* Material provided:
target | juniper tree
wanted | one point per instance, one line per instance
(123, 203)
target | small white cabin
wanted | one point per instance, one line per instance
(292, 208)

* Your task: Rewrite the rows above as a numbered list, skipping any blank lines.

* Finished answer:
1. target | juniper tree
2. wanted | one point per instance, one line per instance
3. (123, 203)
4. target | small white cabin
5. wanted | one point per instance, one line per instance
6. (292, 208)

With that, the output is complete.